* Texte fourni

┄┄┄┄┄┄┄┄┄┄

LFI n’envisage que deux solutions à la sortie de crise, la nomination de Lucie Castets au gouvernement, option dans laquelle le mouvement ne croit plus ; ou la démission d’Emmanuel Macron, avec en ligne de mire une présidentielle anticipée, qui a d’ailleurs la préférence de Jean-Luc Mélenchon. « S’il ne nomme pas un gouvernement du NFP, il doit partir. On ne devrait pas lui laisser d’échappatoire avec un gouvernement technique ou de centre gauche », détaille Eric Coquerel, laissant entrevoir de nouvelles censures.
Une stratégie à rebours de celle mise en œuvre par les socialistes, qui ont multiplié les efforts pour se démarquer de leurs encombrants partenaires. Principal souci du Parti socialiste (PS) : prouver qu’il ne contribue pas à la déstabilisation du pays, alors que les critiques se multiplient. « Le groupe PS n’a eu de cesse de faire des propositions précises et financées sur le projet de loi de financement de la Sécurité sociale [PLFSS], nous avons reçu une fin de non-recevoir », a justifié le député de Paris Emmanuel Grégoire. « Nous ne sommes en aucune façon les partisans du chaos », a tenté de rassurer l’élue PS du Finistère Mélanie Thomin.
La voie médiane des Ecologistes
Les socialistes tiennent pour preuve de leur bonne volonté la motion de rejet qu’ils ont déposée lundi sur le texte de financement de la Sécurité sociale. Si elle avait été votée, elle aurait abouti au renvoi du PLFSS au Parlement pour une nouvelle lecture, ouvrant la voie à des négociations. « On voulait montrer qu’on a été responsables de la première à la dernière seconde, en créant un nouvel espace de discussion », justifie le député de l’Essonne Jérôme Guedj. Ce dernier se plaint d’avoir été écarté des discussions avec l’exécutif. Il s’en était d’ailleurs ouvert à Michel Barnier, lui reprochant de « ne pas avoir eu un seul contact avec Matignon pour voir comment négocier ».

┄┄┄┄┄┄┄┄┄┄

* À faire
a) Répondez à ces questions sur l'article consacré à la crise gouvernementale :
(i) Quelles sont les deux solutions que LFI envisage pour sortir de la crise ?
(ii) Quelle élue PS du Finistère affirme que son parti n'est « en aucune façon » partisan du chaos ?
(iii) Qu'aurait entraîné la motion de rejet des socialistes si elle avait été votée ?
b) Poursuivez l'article consacré à la crise gouvernementale à partir de l'endroit où il s'arrête.

[Données d'expressions référentielles sur photos]
┄┄┄┄┄┄┄┄┄┄

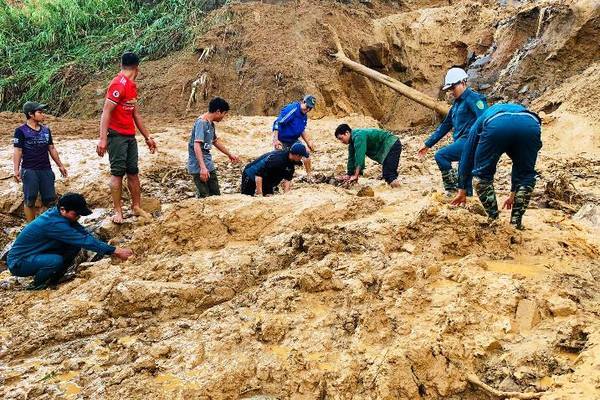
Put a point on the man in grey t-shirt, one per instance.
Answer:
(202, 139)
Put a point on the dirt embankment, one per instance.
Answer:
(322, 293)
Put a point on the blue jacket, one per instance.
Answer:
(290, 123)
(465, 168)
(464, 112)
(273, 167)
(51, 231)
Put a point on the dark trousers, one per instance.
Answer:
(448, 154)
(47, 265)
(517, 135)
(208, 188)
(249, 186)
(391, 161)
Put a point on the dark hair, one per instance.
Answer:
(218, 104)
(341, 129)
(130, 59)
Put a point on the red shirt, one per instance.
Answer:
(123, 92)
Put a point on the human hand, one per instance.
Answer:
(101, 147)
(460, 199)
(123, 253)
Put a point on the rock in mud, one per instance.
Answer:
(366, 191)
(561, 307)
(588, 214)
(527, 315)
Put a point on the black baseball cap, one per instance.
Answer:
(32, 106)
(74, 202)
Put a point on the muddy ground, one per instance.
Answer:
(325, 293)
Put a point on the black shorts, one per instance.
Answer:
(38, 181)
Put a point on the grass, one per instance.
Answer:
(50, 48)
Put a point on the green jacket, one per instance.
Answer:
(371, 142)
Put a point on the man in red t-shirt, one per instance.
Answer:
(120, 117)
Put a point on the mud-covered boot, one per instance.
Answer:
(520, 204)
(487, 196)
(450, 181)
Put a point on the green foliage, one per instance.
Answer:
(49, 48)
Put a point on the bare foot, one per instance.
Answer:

┄┄┄┄┄┄┄┄┄┄

* Les réponses
a)
(i) La nomination de Lucie Castets au gouvernement, ou la démission d'Emmanuel Macron.
(ii) Mélanie Thomin.
(iii) Le renvoi du PLFSS au Parlement pour une nouvelle lecture, ouvrant la voie à des négociations.

b)
Dans la foulée, il avait reçu un coup de fil du directeur de cabinet du premier ministre, qui lui avait répondu que les propositions socialistes étaient « trop loin de ce que l’on peut faire ». Elles portaient notamment sur le maintien de l’indexation des pensions de retraite et la suppression du déremboursement des médicaments (que le premier ministre a finalement concédé lundi à Marine Le Pen). Mais le PS a aussi soufflé le chaud et le froid, refusant de répondre à la première invitation de Michel Barnier à Matignon lors de sa nomination, ou en le menaçant de censure le 21 novembre, dans une tribune parue dans Le Monde, cosignée avec le reste du NFP.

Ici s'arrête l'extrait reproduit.